DIRECTIONS FOR THIS TASK
For each line below that includes the string "post", show the whole line.

[Opening ENTRIES SHOWN section]

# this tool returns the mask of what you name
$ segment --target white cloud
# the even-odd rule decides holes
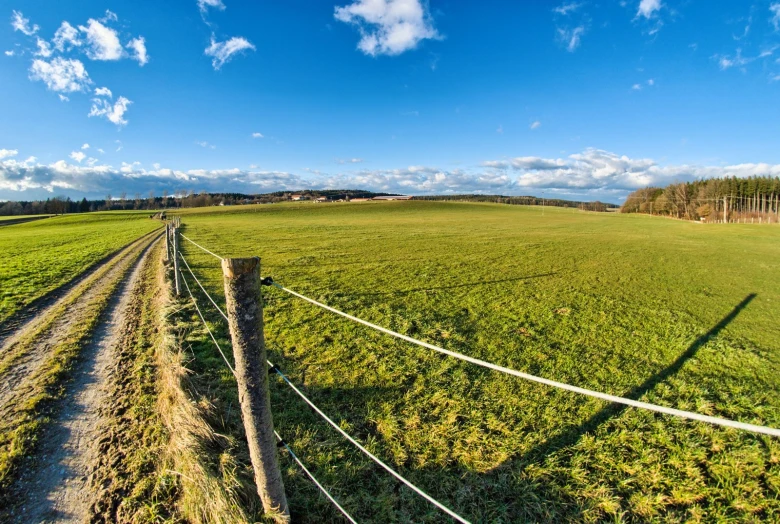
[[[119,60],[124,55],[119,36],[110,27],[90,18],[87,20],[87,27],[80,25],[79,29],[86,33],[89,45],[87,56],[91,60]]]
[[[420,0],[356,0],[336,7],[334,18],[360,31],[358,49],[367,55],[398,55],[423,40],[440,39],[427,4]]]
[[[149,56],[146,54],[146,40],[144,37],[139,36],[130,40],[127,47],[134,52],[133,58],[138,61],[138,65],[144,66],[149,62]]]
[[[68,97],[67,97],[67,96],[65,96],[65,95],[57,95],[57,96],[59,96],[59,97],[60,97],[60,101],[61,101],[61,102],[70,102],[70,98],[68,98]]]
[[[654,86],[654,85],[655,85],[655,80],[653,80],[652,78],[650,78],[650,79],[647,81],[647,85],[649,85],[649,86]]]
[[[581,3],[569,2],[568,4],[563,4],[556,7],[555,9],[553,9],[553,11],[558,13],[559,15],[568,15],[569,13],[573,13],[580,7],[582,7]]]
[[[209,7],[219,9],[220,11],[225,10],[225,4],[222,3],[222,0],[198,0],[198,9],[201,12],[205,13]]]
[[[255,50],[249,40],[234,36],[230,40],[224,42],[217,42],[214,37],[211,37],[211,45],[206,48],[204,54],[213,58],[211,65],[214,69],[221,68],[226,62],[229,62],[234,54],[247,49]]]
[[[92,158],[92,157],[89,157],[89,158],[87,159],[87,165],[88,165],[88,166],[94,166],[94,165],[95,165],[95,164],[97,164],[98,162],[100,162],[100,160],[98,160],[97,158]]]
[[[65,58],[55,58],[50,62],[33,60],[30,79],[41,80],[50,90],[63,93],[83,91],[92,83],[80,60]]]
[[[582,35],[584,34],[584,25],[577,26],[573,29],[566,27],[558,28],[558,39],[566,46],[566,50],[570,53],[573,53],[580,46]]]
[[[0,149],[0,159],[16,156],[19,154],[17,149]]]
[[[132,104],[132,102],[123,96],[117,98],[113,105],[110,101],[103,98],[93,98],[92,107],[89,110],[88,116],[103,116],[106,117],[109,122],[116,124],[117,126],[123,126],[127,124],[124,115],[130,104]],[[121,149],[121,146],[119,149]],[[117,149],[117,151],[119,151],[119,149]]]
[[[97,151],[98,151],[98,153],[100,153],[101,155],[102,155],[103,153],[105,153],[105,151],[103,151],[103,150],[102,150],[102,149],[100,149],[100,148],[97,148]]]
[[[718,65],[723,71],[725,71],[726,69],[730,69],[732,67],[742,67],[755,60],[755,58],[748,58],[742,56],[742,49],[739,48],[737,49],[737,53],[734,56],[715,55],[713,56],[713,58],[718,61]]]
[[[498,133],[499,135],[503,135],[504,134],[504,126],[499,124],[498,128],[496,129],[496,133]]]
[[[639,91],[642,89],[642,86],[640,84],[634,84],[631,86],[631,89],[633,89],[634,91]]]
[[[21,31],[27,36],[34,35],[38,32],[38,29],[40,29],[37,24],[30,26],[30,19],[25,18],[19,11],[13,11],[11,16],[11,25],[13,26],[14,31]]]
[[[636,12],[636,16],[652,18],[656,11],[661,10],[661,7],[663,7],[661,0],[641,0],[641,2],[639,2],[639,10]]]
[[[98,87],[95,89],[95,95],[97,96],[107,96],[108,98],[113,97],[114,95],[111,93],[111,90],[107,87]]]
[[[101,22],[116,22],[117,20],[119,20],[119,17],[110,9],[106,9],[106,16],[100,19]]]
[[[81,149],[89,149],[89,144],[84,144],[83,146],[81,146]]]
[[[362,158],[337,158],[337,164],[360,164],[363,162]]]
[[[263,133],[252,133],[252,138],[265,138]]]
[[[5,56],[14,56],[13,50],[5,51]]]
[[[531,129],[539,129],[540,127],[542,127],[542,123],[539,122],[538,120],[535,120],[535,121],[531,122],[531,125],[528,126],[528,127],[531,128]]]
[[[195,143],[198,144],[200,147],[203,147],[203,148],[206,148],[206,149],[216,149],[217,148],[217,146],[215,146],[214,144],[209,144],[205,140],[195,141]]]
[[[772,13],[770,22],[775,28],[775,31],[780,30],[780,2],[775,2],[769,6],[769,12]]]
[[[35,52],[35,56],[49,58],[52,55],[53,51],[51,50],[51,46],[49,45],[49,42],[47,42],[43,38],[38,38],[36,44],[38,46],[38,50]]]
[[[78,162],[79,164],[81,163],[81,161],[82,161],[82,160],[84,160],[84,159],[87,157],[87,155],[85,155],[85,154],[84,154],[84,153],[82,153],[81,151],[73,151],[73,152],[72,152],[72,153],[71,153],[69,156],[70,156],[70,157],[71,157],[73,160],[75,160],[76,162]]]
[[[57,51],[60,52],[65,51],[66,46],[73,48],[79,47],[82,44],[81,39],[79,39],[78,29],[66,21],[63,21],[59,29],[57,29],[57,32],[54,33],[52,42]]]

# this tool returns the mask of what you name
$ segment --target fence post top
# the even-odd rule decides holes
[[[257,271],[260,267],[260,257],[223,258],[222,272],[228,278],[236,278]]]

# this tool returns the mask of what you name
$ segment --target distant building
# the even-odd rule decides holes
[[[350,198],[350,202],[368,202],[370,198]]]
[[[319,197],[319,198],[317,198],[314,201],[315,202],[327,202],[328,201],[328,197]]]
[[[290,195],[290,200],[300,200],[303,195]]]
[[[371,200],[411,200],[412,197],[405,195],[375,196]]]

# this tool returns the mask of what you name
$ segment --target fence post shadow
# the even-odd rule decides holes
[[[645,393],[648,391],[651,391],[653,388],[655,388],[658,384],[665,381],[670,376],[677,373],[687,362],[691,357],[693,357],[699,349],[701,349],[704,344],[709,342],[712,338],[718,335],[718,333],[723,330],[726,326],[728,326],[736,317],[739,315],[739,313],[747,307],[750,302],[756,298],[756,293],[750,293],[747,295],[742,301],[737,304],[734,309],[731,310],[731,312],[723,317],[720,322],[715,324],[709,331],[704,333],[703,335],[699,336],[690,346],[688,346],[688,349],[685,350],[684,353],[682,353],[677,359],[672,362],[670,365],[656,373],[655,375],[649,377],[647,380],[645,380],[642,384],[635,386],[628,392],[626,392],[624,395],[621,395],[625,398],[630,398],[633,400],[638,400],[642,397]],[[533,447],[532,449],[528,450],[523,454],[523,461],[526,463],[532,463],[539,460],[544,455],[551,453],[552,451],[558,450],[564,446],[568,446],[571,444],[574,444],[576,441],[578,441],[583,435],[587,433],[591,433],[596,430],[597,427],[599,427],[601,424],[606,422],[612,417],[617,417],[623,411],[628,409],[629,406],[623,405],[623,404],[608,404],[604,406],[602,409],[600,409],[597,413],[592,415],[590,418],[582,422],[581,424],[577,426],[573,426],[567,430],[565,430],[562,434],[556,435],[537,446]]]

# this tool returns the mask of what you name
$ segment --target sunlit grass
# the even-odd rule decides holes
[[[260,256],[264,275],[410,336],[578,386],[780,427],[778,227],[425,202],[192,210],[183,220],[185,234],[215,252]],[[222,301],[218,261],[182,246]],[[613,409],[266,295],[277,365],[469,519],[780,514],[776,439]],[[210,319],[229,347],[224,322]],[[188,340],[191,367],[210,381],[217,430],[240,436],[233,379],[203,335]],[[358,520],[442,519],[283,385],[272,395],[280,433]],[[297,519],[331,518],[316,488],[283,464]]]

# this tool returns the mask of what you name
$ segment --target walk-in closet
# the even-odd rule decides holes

[Closing ENTRIES SHOWN section]
[Opening ENTRIES SHOWN section]

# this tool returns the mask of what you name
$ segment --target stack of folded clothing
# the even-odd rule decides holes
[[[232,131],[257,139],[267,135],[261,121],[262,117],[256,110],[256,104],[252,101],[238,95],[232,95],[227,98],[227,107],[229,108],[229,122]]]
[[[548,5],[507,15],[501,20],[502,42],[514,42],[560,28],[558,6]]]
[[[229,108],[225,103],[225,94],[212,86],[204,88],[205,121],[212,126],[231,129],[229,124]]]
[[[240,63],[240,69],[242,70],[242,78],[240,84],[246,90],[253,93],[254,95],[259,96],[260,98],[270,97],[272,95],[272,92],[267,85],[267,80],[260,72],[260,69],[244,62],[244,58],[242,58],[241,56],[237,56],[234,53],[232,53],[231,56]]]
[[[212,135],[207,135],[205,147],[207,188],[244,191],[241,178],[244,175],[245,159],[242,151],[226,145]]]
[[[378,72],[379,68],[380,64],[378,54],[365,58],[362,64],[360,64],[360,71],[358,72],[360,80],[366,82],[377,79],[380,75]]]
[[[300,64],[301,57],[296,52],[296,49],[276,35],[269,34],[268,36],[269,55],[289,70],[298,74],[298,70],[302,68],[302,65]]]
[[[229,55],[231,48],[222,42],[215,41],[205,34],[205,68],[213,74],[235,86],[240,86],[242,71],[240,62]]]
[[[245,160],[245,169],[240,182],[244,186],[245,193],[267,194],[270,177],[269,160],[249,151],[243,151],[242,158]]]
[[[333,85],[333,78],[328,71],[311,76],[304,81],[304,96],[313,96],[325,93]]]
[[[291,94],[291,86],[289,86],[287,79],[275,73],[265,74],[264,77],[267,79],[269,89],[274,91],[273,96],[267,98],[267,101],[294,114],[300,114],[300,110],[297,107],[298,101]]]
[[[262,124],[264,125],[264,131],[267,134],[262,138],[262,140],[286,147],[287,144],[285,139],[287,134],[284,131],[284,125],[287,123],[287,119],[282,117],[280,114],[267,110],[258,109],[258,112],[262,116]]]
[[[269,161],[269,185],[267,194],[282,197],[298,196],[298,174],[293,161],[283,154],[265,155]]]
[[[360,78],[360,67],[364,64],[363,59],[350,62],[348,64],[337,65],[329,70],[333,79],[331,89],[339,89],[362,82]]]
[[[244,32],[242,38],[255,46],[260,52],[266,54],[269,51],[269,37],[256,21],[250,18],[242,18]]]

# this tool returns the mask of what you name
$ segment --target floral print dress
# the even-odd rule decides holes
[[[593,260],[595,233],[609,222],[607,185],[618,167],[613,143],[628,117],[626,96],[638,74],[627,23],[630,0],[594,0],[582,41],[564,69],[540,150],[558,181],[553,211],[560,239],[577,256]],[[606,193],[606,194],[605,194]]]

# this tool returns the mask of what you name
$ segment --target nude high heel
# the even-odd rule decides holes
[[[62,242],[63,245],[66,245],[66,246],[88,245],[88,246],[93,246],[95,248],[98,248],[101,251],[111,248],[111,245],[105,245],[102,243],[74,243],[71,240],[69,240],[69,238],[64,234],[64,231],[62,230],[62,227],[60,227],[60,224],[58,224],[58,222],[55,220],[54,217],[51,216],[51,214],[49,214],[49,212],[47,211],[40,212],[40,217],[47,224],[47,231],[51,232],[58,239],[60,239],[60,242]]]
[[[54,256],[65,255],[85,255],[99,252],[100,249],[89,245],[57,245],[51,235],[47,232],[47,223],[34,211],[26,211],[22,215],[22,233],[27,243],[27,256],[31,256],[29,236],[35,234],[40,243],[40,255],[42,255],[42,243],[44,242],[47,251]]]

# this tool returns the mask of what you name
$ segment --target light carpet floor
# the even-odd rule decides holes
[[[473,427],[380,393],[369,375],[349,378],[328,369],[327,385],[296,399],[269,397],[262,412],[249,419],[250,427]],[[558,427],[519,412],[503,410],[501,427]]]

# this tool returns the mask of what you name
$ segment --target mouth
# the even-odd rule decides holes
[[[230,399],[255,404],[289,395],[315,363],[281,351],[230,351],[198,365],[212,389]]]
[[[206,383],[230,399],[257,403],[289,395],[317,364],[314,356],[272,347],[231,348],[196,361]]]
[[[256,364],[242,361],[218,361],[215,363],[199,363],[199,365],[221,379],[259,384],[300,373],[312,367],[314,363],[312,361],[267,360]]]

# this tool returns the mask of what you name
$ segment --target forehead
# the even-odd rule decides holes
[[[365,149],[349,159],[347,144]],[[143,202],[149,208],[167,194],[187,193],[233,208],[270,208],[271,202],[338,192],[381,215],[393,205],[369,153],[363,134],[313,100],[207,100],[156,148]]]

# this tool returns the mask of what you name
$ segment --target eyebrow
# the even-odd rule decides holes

[Closing ENTRIES SHOWN section]

EXPECTED ANSWER
$ segment --target fence post top
$ segment --target fence post shadow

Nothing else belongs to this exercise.